- _Problem description_
Give back the whole listing exactly as shown.

## start Supplied data

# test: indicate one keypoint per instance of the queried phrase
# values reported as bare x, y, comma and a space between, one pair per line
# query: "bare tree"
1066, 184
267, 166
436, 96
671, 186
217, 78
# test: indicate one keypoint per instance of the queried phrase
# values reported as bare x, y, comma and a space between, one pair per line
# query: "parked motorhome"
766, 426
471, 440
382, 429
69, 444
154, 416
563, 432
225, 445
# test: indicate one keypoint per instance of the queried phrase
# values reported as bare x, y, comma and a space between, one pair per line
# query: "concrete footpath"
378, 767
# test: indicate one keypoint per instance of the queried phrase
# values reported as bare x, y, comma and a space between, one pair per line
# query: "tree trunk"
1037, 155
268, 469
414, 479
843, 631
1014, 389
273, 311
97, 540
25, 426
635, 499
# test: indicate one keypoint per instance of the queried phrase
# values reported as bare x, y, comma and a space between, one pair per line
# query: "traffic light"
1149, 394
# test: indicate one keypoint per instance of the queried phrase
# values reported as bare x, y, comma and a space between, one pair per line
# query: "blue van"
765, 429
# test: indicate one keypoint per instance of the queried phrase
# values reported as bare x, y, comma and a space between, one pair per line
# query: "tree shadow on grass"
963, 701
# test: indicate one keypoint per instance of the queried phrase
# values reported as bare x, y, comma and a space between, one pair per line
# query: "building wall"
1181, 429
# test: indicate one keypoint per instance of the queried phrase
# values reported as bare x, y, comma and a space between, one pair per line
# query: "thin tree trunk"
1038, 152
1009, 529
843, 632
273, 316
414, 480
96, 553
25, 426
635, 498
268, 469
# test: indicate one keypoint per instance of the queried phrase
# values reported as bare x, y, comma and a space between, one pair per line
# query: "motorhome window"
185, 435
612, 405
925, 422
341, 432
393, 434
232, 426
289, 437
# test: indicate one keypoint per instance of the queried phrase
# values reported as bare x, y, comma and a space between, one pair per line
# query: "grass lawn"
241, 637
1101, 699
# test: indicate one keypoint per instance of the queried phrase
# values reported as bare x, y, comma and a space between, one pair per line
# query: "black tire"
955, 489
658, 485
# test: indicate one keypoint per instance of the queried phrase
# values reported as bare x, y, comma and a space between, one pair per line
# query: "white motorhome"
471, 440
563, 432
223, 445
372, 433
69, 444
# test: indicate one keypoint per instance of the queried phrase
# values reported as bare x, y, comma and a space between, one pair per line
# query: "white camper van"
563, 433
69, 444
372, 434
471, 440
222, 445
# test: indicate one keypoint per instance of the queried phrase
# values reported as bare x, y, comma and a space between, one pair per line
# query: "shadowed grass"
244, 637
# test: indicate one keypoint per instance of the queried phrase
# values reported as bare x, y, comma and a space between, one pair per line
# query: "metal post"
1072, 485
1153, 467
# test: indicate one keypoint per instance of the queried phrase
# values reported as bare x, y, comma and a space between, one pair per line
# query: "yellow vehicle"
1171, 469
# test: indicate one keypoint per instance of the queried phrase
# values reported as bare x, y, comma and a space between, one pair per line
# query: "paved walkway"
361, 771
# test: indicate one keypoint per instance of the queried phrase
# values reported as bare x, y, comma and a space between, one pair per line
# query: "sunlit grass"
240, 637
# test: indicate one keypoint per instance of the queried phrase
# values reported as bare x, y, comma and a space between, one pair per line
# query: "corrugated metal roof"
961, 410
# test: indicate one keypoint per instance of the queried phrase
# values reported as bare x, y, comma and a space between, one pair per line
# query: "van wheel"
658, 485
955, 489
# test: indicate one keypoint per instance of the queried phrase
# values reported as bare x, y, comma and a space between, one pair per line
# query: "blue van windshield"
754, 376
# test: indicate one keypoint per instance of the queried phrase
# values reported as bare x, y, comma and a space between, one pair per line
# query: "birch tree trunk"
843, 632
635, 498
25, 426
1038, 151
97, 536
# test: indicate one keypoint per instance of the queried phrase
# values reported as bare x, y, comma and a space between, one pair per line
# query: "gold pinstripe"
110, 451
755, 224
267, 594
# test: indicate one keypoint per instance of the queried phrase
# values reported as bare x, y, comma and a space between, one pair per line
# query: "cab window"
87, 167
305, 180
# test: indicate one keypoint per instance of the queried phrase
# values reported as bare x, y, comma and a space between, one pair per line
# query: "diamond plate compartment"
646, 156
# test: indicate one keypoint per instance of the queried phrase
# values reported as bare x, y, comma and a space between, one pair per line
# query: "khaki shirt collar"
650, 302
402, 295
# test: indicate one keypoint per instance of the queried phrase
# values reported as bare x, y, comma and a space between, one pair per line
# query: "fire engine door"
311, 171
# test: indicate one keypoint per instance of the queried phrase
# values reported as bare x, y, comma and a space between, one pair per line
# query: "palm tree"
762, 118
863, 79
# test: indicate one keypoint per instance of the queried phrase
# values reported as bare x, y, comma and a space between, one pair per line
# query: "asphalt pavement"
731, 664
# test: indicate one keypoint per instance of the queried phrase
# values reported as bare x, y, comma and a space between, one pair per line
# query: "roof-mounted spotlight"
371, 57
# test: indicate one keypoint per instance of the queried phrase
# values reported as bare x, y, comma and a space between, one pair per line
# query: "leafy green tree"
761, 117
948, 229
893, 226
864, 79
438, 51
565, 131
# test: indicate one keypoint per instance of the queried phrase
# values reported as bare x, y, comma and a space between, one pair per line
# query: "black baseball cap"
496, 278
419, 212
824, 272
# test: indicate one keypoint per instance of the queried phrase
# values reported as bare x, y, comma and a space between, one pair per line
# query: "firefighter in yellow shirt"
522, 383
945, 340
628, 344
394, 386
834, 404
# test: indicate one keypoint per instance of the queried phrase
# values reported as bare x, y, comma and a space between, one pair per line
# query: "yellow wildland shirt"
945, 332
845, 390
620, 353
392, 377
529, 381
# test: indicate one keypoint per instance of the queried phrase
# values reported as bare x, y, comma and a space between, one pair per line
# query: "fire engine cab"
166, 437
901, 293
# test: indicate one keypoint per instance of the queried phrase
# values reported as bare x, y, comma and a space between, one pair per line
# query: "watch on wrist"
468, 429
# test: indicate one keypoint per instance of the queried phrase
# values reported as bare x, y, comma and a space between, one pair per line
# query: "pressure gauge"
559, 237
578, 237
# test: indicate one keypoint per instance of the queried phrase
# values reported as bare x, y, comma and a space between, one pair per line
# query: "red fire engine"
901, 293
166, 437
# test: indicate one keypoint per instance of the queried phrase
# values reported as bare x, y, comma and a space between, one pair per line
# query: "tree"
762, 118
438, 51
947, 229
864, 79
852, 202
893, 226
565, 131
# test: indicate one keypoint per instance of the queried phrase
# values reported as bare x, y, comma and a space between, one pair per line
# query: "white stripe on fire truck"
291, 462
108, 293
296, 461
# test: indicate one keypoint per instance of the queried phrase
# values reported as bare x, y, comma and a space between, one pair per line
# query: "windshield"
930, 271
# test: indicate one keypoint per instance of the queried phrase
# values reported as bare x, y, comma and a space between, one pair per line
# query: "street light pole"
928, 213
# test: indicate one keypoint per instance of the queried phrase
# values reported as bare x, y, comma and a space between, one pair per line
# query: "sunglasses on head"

## end Supplied data

- _Complete answer_
# test: indicate one keypoint per instance of the queried phrase
# values reported as bare x, y, comma and a space between, one pair per line
# query: "bare tree"
1066, 184
267, 166
436, 96
671, 186
217, 78
# test: indicate one keypoint per instance of the queried phrase
# values reported as bare x, y, comma and a space between, one pair per line
# query: "parked motorhome"
766, 426
471, 440
382, 429
69, 444
154, 416
563, 432
225, 445
# test: indicate one keypoint per instance of the queried phrase
# values reported as bare x, y, comma and a space between, one pair per line
# query: "concrete footpath"
378, 767
# test: indicate one keypoint per instance of the queried phrase
# values reported as bare x, y, comma and a space between, one pair per line
# query: "tree trunk"
1037, 155
268, 469
414, 479
843, 631
1014, 389
273, 311
97, 540
25, 426
635, 499
# test: indicate one keypoint per instance of the queried phrase
# values reported as bare x, y, comma and a space between, one pair per line
# query: "traffic light"
1149, 394
# test: indicate one keypoint per instance of the queried phrase
# values reported as bare x, y, comma and a space between, one pair per line
# query: "blue van"
765, 429
# test: indicate one keypoint per instance of the queried phrase
# values reported as bare x, y, comma and a space between, one pair per line
# query: "tree shadow on grass"
963, 701
# test: indicate one keypoint per instance of the queried phrase
# values reported as bare x, y, comma and a space between, one pair per line
# query: "building wall"
1181, 429
# test: indicate one keypoint per instance of the queried phrase
# values reported as bare x, y, comma and a space between, one pair per line
# query: "thin tree trunk"
1038, 152
1009, 529
843, 632
273, 316
414, 480
96, 553
25, 426
635, 498
268, 469
# test: indicate one keypoint per instance of the queried phrase
# values reported as bare x, y, comma and a space between, one pair per line
# query: "motorhome window"
185, 435
612, 405
925, 422
341, 432
393, 434
232, 426
289, 437
# test: indicate one keypoint per instance of the queried phrase
# values reported as bare x, y, comma and a space between, one pair per line
# query: "grass lawn"
241, 637
1101, 699
# test: indicate one keypoint per instance of the queried phrase
# values reported as bare x, y, comma and a space between, one pair per line
# query: "black tire"
955, 489
658, 485
# test: indicate one keypoint per instance of the queried phrase
# values reported as bare x, y, comma and a space between, one pair per line
# query: "white motorhome"
471, 440
563, 432
223, 445
372, 433
69, 444
# test: indicate one keypoint per instance of the queried phrase
# values reported as bare x, y, comma and a space between, one pair per line
# query: "white camper van"
563, 433
69, 444
372, 434
471, 440
222, 445
# test: indicate one keypoint per instance of the queried phrase
# values reported as bare x, y, comma and a space between, one pair per line
# query: "shadowed grass"
244, 637
# test: indicate one keypoint per instance of the queried phrase
# values reported as bare x, y, comma and a space between, one pair per line
# query: "metal post"
1072, 485
1153, 467
# test: indicate one keypoint per instance of the queried phrase
# values reported as bare x, y, comma and a space between, one pair per line
# query: "yellow vehicle"
1171, 469
# test: indicate one keypoint per instance of the queried phrase
# values reported as bare x, y, comma and a space between, one pair per line
# query: "paved walkway"
361, 771
# test: indicate one keypoint per instance of the queried phrase
# values reported as bare x, y, comma and a space between, one pair per line
# query: "sunlit grass"
240, 637
# test: indicate one keypoint per instance of the queried phrase
# values reported as bare x, y, comma and a space between, one pair per line
# query: "corrugated metal roof"
961, 410
# test: indicate one keypoint per instance of the queried phrase
# values reported as bare x, y, comma and a space between, one pair per line
# query: "van wheel"
658, 485
955, 489
# test: indicate one keypoint per instance of the queried phrase
# values reported as bare x, y, comma and a space between, one pair per line
# query: "blue van windshield"
754, 376
# test: indicate one keypoint per instance of the queried phrase
# values reported as bare x, y, comma and a space between, one pair per line
# query: "birch tree trunk"
843, 632
635, 498
25, 426
1038, 151
97, 536
# test: indicate one keypoint per instance of the queried phrase
# values reported as bare x, y, comma and a space between, one pair per line
# query: "gold pinstripe"
110, 451
755, 224
267, 594
# test: indicate one keypoint per instance of the queried phrase
# values reported as bare x, y, comma and a space between, one pair per line
# query: "cab window"
87, 167
305, 180
# test: indicate one keypoint per instance of the queried phrase
# values reported as bare x, y, comma and a space between, one pair per line
# query: "diamond plate compartment"
646, 156
# test: indicate one keypoint per instance of the queried phrase
# values reported as bare x, y, comma and a space between, one pair per line
# query: "khaki shirt collar"
650, 302
402, 295
# test: indicate one keypoint per instance of the queried phrase
# values reported as bare x, y, comma and a space between, one pair per line
# query: "fire engine door"
311, 171
# test: indicate one keypoint per instance of the queried phrase
# values reported as bare x, y, comma and a space between, one pair per line
# query: "palm tree"
762, 118
863, 79
# test: indicate one keypoint per instance of the queried phrase
# values reported as bare x, y, comma and a space between, one pair per line
# query: "asphalt pavement"
731, 664
# test: indicate one keypoint per instance of the queried phrase
# values reported as bare x, y, comma and a space between, one pair per line
# query: "roof-mounted spotlight"
371, 57
# test: indicate one keypoint per instance of the queried phrase
# values reported as bare x, y, comma and a space between, one pair per line
# query: "leafy green tree"
761, 117
948, 229
893, 226
864, 79
438, 51
565, 131
# test: indicate one keypoint per instance of the queried phrase
# values reported as bare x, y, comma and a space between, one pair per line
# query: "black baseball cap"
496, 278
419, 212
824, 272
# test: indicate one keypoint per instance of the queried phrase
# values reported as bare x, y, comma and a space between, one pair per line
# query: "firefighter in yellow shirt"
522, 383
945, 340
628, 344
394, 386
834, 404
# test: indicate one keypoint per instance of the queried phrase
# values reported as bare x, y, comma and a space between, one pair per line
# query: "yellow wildland shirt"
945, 332
845, 390
620, 353
392, 377
529, 381
# test: indicate one keypoint per instance of the queried phrase
# values reported as bare x, y, comma and a space between, one pair per line
# query: "fire engine cab"
166, 437
901, 293
# test: indicate one keypoint per instance of the queried phrase
# values reported as bare x, y, comma and a space between, one pair per line
# query: "watch on wrist"
468, 429
# test: indicate one keypoint per instance of the queried phrase
# values reported as bare x, y, comma and a space between, one pair per line
# query: "pressure gauge"
559, 237
578, 237
# test: indicate one keypoint per instance of the queried phrase
# values reported as bare x, y, comma and a space between, one pair per line
# query: "red fire engine"
901, 293
166, 437
# test: indicate one keypoint per instance of the queried phrase
# values reported as bare x, y, comma and a space between, one pair per line
# query: "tree"
762, 118
438, 51
947, 229
864, 79
852, 202
893, 226
565, 131
# test: indicate one keypoint per instance of the queried phrase
# values reported as bare x, y, comma and a space between, one pair per line
# query: "white stripe on fire truck"
291, 462
108, 293
296, 461
# test: indicate one keypoint per instance of the queried phrase
# values reported as bare x, y, comma and a space between, one pair per line
# query: "windshield"
930, 271
# test: indicate one keypoint per instance of the queried phrase
# values reported as bare x, y, comma and a space between, one pair per line
# query: "street light pole"
928, 213
# test: indicate one keypoint per instance of the queried phrase
# values reported as bare x, y, comma and a space between, one pair per line
# query: "sunglasses on head"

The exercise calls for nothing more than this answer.